▶ [Stated problem]: Display every line of the data below that contains the string "green". Matching is case-sensitive.
++++ Input rows ++++
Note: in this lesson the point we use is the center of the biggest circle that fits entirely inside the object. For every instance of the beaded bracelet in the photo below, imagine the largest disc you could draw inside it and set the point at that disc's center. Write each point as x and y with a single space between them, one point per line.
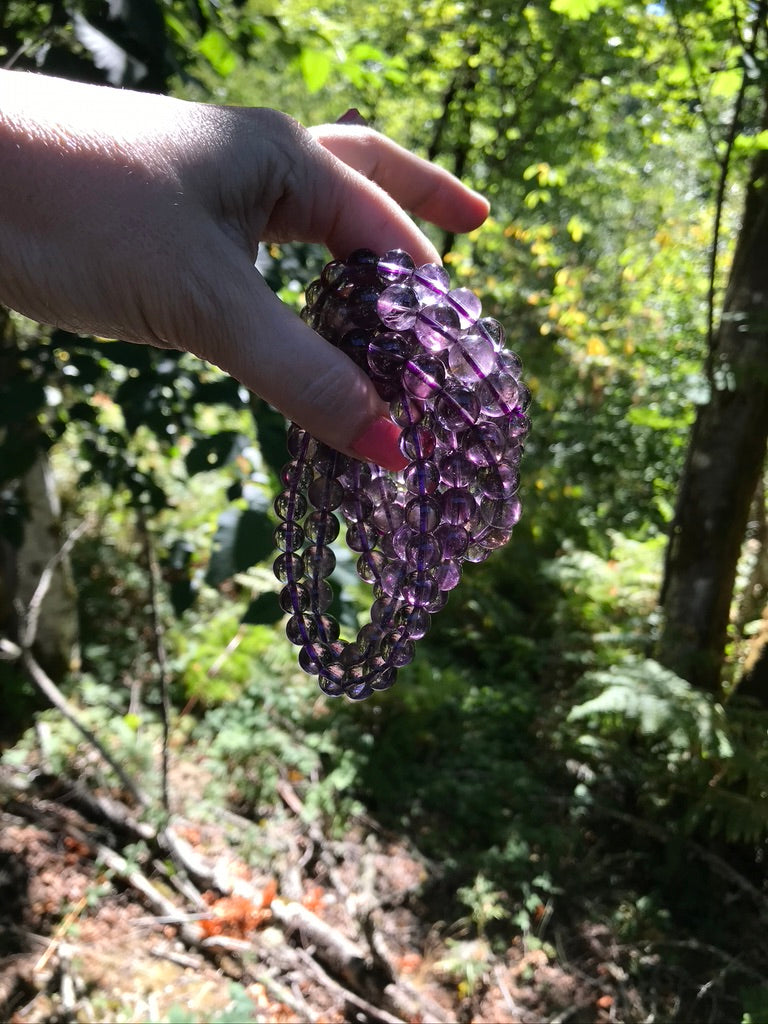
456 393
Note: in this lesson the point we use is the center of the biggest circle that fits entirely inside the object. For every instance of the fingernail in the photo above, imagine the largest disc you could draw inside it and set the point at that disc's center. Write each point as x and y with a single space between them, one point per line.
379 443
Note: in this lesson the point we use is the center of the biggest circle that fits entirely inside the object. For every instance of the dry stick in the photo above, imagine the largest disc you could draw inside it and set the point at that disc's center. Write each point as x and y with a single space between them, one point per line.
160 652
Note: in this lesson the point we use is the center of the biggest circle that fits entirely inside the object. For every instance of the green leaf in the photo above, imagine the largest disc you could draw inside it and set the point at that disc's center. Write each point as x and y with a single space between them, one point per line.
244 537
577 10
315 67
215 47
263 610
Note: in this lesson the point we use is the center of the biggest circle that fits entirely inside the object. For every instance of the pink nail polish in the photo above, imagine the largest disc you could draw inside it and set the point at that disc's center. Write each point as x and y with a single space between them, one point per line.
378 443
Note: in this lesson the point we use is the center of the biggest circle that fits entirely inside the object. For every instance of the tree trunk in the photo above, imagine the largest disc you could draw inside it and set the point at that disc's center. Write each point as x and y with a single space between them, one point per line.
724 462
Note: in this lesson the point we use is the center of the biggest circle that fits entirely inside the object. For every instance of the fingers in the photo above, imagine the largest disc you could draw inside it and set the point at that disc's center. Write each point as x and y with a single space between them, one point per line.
++++
++++ Input rows ++++
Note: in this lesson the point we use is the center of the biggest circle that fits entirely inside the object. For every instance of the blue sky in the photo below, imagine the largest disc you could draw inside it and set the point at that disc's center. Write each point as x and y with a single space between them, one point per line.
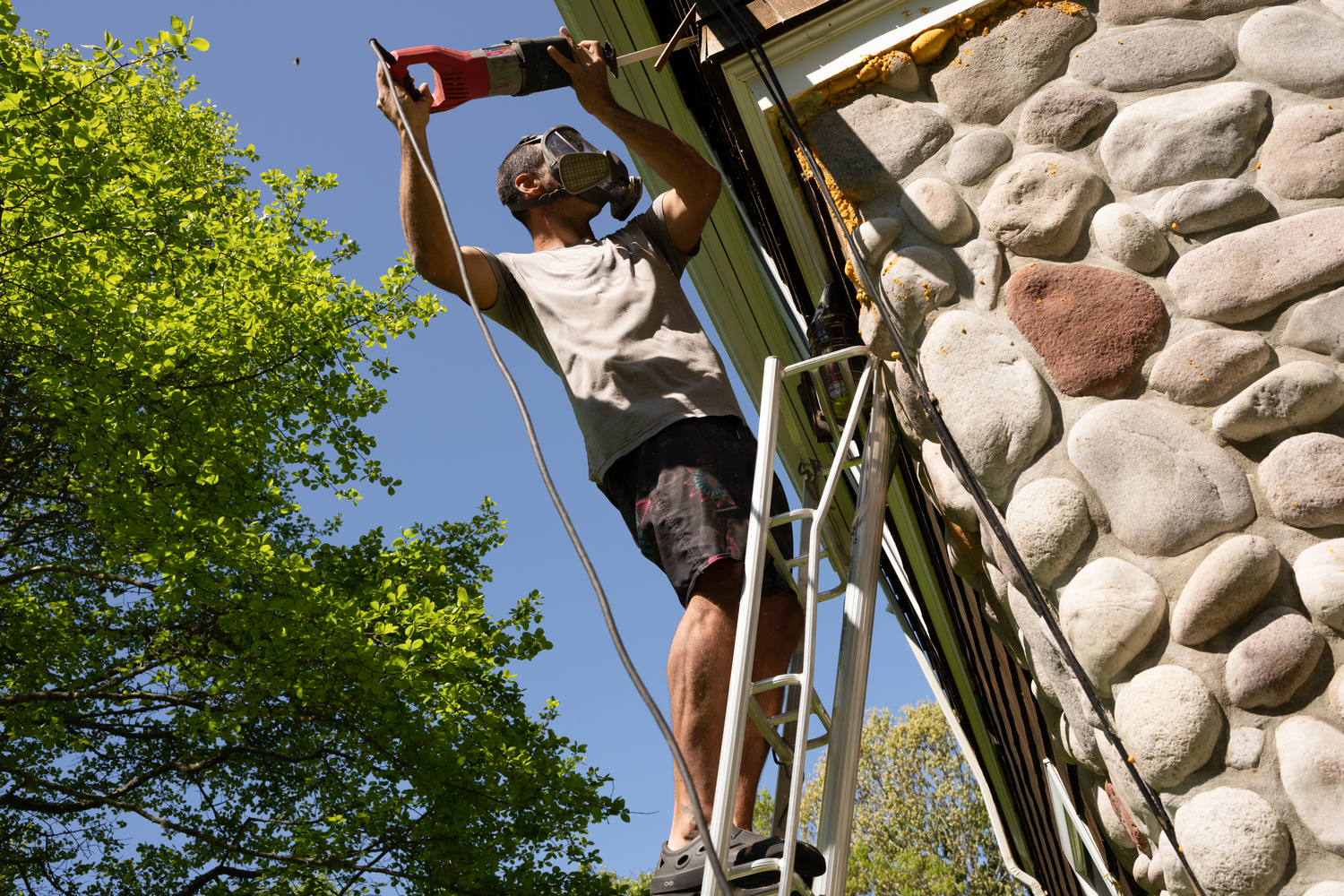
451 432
++++
++++ Input rows ++++
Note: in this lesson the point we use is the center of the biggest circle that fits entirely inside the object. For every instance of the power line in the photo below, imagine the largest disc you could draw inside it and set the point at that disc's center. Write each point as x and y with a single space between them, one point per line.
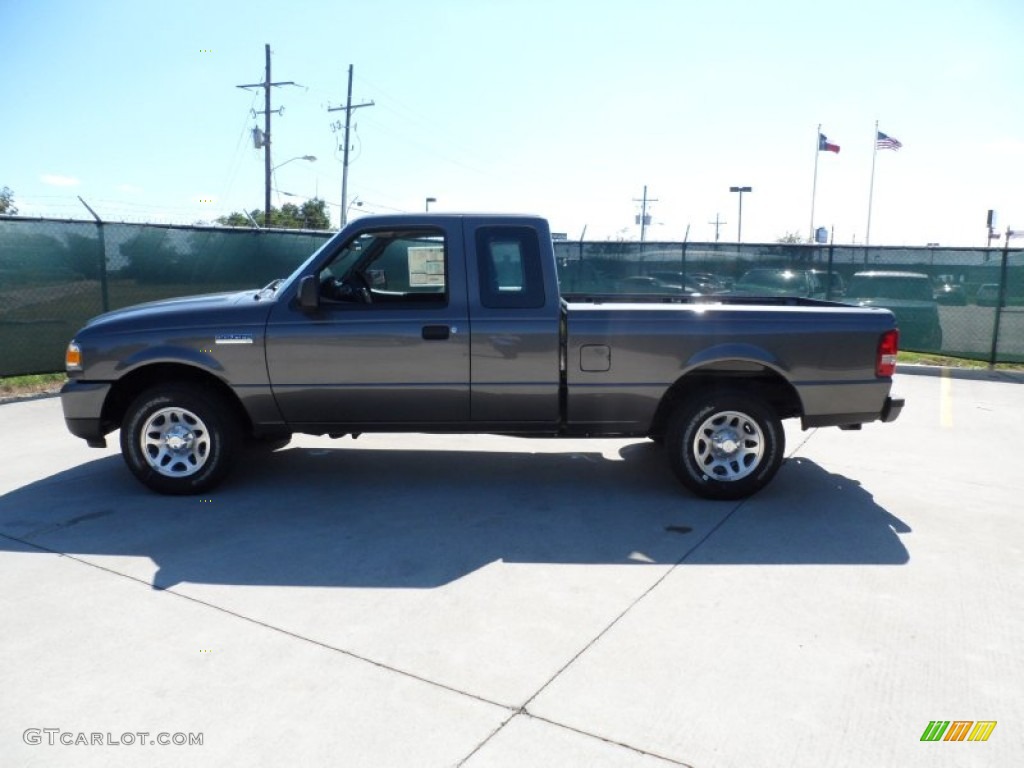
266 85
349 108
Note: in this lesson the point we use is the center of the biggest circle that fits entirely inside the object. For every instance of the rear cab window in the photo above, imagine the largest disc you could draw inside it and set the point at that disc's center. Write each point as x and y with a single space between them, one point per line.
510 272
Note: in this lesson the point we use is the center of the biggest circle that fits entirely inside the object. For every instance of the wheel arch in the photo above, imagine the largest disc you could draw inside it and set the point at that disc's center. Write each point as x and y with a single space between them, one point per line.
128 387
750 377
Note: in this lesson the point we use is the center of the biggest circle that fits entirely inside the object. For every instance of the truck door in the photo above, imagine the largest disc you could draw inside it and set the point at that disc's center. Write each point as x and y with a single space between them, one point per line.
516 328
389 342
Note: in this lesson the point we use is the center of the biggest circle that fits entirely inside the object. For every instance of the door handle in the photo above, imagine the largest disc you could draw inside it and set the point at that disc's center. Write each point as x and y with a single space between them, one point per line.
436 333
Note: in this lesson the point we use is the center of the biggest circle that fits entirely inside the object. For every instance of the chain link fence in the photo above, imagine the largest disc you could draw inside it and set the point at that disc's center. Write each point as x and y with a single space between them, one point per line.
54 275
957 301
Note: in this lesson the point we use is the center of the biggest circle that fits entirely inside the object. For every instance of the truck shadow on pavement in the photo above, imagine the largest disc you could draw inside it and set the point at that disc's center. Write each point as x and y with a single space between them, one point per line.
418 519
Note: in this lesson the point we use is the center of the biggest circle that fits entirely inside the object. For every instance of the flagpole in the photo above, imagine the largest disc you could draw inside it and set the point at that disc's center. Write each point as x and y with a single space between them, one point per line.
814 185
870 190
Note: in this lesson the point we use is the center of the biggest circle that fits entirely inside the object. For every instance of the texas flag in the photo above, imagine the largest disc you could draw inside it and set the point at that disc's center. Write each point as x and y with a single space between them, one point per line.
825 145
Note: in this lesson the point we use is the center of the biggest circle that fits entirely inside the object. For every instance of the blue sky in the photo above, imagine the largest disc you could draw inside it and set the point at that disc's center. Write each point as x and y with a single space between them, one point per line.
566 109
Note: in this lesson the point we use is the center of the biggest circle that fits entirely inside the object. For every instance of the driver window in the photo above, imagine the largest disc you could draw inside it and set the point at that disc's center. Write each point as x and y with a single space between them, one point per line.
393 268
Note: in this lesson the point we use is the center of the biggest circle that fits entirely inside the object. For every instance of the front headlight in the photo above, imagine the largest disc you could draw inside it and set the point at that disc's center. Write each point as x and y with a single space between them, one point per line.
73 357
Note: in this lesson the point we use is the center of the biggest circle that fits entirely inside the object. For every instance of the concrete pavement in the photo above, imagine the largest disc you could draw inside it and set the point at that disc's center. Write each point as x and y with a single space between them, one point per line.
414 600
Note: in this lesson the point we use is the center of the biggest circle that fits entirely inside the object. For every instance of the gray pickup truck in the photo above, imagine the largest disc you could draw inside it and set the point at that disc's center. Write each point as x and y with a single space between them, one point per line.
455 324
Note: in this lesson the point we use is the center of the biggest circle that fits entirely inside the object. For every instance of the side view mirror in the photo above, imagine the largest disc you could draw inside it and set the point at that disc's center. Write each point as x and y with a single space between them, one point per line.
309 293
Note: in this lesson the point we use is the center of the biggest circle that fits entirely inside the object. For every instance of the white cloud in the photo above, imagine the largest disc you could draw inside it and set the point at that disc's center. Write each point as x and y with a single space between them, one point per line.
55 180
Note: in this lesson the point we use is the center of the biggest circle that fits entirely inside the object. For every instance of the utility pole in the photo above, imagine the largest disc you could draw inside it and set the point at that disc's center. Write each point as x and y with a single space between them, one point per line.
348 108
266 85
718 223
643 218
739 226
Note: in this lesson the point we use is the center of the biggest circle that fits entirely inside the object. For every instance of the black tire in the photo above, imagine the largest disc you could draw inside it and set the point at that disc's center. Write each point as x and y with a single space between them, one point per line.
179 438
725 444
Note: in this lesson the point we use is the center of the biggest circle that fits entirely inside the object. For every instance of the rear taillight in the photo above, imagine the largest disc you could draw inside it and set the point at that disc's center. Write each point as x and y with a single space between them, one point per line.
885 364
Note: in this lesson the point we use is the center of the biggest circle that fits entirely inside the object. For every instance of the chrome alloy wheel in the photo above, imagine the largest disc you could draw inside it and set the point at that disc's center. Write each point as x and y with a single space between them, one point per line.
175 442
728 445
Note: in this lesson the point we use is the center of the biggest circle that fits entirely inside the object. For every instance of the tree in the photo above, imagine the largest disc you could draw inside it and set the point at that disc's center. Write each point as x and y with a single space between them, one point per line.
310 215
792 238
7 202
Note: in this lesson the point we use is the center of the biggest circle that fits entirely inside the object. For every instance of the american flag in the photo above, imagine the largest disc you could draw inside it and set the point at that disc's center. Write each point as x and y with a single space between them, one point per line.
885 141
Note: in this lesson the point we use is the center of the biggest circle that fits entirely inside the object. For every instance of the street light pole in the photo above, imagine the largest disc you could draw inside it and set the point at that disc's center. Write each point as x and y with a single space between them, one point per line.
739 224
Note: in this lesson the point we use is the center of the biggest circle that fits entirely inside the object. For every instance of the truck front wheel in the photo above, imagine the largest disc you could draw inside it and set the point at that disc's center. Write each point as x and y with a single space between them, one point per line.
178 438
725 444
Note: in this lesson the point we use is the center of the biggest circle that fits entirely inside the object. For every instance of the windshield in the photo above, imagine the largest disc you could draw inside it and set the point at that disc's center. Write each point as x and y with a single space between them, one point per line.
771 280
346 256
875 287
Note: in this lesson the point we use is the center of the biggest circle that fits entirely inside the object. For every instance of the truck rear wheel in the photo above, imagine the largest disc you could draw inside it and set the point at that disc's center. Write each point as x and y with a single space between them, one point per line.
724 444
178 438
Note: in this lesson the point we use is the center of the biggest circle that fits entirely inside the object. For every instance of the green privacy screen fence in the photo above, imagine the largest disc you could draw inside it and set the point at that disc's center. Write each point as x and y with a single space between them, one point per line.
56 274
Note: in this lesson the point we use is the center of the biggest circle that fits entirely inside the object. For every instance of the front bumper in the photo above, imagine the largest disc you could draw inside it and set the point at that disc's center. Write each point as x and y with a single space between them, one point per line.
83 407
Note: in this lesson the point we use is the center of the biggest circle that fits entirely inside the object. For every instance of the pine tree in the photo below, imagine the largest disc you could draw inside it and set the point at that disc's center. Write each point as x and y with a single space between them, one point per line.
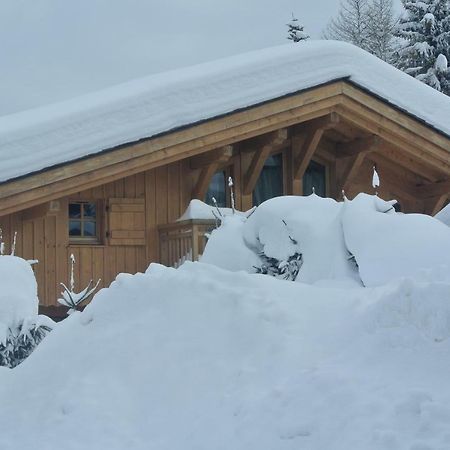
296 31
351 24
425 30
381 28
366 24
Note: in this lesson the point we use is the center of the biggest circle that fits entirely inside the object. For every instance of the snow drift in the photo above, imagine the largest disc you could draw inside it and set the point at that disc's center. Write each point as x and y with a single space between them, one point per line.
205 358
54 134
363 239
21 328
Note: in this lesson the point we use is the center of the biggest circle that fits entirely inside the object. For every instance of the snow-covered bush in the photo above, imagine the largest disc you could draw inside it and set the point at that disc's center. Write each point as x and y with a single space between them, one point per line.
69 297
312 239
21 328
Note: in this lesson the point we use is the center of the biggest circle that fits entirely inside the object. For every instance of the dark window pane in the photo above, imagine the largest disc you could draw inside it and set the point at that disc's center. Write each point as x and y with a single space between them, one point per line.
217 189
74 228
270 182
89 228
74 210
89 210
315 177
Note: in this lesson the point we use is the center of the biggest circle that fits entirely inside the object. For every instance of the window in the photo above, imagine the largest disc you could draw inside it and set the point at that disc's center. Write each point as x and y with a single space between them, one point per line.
++++
▶ [Completed exercise]:
Note: in this lesson the point we use is the center of the biggest circle that fits entirely inside the object. For every instance of the green leaf in the photo above, imagine the largest disc you could draw inside it and set the point at that disc's center. Write each point as x and y with a single space between them, one point per line.
Note: in this lesson the point we use is the center of the biggest circle that fits entirely inside the object. For every instance of the green privacy screen fence in the photo above, imagine the largest disc you could draw inside it and set the point at that disc's center. Write each point as x and y with a single space between them, one point per line.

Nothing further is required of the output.